EXERCISE GOAL: Each of the entries should be retyped precisely as it appears.

(Stored items from a collection)
--------------------------------

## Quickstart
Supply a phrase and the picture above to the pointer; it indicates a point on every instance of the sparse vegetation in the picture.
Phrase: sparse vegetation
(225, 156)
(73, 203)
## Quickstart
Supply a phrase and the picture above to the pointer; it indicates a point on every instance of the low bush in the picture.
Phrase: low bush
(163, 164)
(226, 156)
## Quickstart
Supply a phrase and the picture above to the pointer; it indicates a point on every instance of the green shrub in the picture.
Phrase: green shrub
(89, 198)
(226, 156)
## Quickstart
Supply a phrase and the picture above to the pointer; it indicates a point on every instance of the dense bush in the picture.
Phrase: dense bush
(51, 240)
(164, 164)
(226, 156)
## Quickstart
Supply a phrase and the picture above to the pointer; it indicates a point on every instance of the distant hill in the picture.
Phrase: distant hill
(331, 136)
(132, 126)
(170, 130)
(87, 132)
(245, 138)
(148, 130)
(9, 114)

--------------------------------

SOLUTION TO THE PROBLEM:
## Quickstart
Supply a phrase and the picture above to the pointer; it indicates a point on every instance of the sparse vegetation in the picture.
Phrase: sparse vegetation
(225, 156)
(73, 203)
## Quickstart
Supply a phrase and the picture above to the pointer; it indicates a point on every instance of the low bush in the picture.
Phrase: low bush
(163, 164)
(226, 156)
## Quickstart
Supply a phrase and the picture above to the pointer; it indicates a point on every instance of the green shrub in the picture.
Phrase: green shrub
(89, 198)
(226, 156)
## Quickstart
Supply a phrase and the picture above to the pointer; it indicates a point on every instance of the dense bush in the picture.
Phrase: dense bush
(51, 240)
(164, 164)
(226, 156)
## Quickstart
Supply a phrase and the picture above to the pointer; it indicates a point on every instance of the distant hill in the picture.
Phrase: distant hill
(331, 136)
(132, 126)
(170, 130)
(87, 132)
(245, 138)
(148, 130)
(9, 114)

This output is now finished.